PAGE TEXT.

────────────────────

HUZENIS: Both of your parents are artists, but aside from their influence, you’re mostly self-taught.

CASTATOR: I didn’t go to art school. I started painting around the end of high school and I moved to New York. No one in my high school in Boulder was ever like, “Oh yeah, you should apply to Cooper Union, it’s free if you get in.” I would have conversations with people at these institutions, and they’d be like, “Well you might think you might want to be an X character now but we’ll find some way that you can apply your talents to X, Y and Z.” I was just so turned off.

So I moved to New York for exposure and to be around this thing that I didn’t know anything about, but obviously realized was important. And, I guess, to cultivate taste, which I had none of before I moved there. I started working at galleries as an art handler and [with the recommendation of a close mentor, New Museum Deputy Director Karen Wong] the New Museum hired me on their installation staff. Then, by a weird chain of events, through Karen Wong, I was introduced to the artist Tal R, who invited me to be a guest student of his during his last semesters at the Kunstakademie in Düsseldorf.

“Horses in Mid Stream,” 2020. Oil, uv cured ink, spray on canvas. Courtesy of Carl Kostyál Gallery.

────────────────────

ENTRIES SUPPLIED.
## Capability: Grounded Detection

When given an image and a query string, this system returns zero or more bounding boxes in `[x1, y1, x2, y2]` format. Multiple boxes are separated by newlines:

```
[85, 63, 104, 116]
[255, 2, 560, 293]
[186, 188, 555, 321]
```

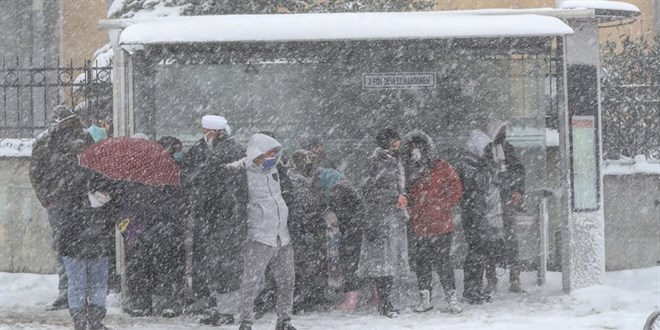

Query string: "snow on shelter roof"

────────────────────

YOUR OBJECTIVE.
Print the part of the interview starting with "CASTATOR: I didn’t" and going on through "so turned off.". Rely only on the interview.

TASK ANSWER.
CASTATOR: I didn’t go to art school. I started painting around the end of high school and I moved to New York. No one in my high school in Boulder was ever like, “Oh yeah, you should apply to Cooper Union, it’s free if you get in.” I would have conversations with people at these institutions, and they’d be like, “Well you might think you might want to be an X character now but we’ll find some way that you can apply your talents to X, Y and Z.” I was just so turned off.